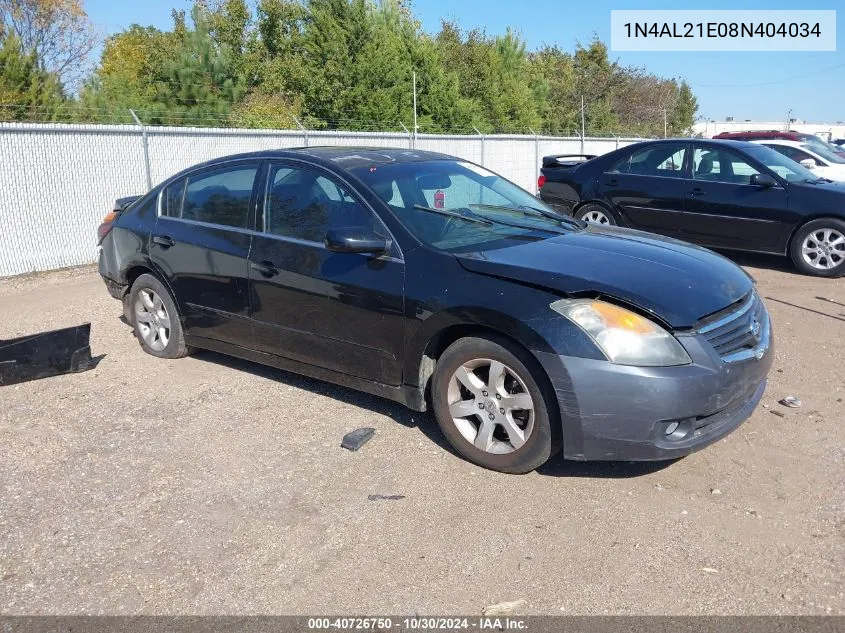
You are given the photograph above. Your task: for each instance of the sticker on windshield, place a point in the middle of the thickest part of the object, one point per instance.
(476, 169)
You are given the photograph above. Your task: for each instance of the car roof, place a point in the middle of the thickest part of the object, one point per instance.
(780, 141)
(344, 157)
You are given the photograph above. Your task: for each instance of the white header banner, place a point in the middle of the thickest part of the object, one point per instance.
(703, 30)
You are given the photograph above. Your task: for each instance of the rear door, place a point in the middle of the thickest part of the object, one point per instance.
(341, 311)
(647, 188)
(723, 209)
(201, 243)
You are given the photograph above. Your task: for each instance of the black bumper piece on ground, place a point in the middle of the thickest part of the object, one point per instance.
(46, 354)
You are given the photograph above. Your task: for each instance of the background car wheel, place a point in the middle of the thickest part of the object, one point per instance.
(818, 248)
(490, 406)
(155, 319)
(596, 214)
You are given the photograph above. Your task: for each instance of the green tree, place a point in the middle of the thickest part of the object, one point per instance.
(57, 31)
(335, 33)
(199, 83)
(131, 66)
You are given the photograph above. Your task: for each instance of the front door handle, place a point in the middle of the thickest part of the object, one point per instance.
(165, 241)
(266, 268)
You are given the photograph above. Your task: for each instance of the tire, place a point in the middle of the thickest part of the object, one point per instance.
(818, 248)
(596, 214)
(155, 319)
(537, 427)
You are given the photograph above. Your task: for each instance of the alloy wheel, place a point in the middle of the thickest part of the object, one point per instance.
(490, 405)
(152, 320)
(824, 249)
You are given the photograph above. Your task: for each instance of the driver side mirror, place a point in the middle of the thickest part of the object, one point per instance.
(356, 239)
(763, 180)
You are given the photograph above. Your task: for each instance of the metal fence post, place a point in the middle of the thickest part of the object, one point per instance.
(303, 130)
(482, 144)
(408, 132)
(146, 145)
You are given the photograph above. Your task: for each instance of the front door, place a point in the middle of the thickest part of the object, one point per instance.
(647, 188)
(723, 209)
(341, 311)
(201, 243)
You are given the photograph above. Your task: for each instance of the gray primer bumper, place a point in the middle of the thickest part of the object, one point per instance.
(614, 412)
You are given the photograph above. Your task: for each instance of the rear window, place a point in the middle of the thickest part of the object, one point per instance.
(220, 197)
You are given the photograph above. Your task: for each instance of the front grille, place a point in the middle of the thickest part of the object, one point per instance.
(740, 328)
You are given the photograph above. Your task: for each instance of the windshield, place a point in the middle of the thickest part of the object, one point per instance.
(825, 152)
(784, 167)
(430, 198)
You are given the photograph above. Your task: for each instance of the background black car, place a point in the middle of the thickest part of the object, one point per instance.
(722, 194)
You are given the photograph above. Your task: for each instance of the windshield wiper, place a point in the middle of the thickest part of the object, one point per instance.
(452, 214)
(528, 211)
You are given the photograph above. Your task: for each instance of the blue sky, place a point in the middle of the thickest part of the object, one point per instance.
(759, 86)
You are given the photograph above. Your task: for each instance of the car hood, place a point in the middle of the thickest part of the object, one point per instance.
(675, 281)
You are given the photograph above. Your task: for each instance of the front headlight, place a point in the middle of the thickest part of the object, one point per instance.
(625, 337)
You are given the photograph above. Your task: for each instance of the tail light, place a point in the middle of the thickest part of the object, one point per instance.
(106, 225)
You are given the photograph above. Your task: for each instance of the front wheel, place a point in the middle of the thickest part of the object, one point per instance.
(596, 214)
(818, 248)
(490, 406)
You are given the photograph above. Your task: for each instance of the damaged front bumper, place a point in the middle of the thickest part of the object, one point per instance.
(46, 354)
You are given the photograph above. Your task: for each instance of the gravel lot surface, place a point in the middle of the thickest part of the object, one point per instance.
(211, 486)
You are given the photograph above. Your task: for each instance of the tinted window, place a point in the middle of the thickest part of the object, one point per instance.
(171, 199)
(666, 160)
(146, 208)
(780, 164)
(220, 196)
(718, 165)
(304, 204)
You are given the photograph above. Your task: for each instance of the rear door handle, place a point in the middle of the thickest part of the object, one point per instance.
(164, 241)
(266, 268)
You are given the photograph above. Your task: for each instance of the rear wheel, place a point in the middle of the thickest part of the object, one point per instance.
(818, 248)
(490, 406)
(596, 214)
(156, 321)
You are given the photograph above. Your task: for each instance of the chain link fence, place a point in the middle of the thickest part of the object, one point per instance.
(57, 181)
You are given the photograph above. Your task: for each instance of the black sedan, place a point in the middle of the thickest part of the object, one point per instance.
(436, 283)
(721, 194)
━━━
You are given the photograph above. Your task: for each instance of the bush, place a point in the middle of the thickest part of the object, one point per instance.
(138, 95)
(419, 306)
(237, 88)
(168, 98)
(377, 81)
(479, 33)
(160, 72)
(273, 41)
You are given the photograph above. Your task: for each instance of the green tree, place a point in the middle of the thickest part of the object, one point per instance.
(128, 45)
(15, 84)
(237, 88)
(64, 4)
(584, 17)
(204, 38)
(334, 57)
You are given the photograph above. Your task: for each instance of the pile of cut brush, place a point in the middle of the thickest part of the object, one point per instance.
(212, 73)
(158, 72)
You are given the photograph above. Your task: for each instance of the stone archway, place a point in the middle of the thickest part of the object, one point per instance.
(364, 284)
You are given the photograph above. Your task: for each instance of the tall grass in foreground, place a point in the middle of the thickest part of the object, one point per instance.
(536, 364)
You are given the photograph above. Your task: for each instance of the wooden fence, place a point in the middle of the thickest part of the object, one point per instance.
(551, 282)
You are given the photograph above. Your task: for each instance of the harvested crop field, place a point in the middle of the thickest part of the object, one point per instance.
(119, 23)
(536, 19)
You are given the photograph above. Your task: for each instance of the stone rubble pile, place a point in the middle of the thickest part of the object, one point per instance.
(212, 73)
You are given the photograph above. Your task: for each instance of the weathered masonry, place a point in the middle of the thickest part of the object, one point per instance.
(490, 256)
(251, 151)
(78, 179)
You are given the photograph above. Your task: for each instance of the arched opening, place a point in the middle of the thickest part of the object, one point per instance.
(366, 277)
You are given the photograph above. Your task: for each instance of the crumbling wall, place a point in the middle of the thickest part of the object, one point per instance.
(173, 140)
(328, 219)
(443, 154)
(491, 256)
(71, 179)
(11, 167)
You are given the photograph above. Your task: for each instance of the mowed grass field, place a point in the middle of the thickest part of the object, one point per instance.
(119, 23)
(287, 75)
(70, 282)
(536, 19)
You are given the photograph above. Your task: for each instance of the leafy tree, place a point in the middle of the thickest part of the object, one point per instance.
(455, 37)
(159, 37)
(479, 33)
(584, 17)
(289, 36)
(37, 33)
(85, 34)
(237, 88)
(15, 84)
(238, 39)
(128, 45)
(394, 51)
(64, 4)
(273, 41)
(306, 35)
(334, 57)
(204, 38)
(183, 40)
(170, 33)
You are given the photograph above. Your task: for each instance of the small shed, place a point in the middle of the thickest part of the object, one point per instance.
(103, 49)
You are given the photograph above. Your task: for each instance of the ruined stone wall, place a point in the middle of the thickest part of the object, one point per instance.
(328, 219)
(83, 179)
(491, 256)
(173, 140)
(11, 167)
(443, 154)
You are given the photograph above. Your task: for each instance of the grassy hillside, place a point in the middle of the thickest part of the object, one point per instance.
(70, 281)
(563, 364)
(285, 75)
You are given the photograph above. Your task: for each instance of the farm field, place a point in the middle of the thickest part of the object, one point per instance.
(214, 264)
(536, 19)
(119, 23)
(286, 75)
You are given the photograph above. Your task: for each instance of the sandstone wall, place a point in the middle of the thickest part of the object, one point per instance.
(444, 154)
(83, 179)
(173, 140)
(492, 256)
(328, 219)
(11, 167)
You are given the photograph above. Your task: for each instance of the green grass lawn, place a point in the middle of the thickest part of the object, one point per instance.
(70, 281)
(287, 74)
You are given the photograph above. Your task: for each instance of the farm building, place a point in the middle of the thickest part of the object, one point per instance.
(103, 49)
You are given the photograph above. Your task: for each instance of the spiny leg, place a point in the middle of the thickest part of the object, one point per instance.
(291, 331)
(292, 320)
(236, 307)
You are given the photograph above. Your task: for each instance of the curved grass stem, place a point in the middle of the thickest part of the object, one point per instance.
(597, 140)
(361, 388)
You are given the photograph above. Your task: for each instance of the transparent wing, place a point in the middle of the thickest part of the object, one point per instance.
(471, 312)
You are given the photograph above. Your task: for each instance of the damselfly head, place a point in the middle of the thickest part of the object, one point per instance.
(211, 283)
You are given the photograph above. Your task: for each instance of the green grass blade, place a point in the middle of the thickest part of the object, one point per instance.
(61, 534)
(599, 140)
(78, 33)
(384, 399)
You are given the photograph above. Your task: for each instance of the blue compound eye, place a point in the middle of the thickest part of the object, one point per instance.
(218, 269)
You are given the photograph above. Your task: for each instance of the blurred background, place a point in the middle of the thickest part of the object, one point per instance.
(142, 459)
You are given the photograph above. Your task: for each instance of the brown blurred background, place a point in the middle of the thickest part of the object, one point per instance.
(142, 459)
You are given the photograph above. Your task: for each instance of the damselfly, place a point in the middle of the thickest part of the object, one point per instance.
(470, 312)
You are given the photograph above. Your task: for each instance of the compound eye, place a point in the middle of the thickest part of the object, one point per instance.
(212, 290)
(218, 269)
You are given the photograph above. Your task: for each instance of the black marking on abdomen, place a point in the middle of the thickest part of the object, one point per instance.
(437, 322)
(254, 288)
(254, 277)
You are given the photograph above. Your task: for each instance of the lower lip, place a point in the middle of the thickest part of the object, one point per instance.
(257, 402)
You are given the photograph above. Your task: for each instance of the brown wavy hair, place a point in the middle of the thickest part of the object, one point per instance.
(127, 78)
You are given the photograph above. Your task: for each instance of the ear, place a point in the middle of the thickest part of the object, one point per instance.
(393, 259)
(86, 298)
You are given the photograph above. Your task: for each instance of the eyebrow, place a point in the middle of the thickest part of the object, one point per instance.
━━━
## Aim
Return each line of the entries above that contains the word "handle".

## Output for this task
You are given the photograph above. Your task: for each instance of the front door handle, place a point in the middle of the thickest part of the object, one point per instance.
You are given the photograph above. Your task: for each instance of the rear door handle, place a point in the middle of the thickest part of the object, one point per instance.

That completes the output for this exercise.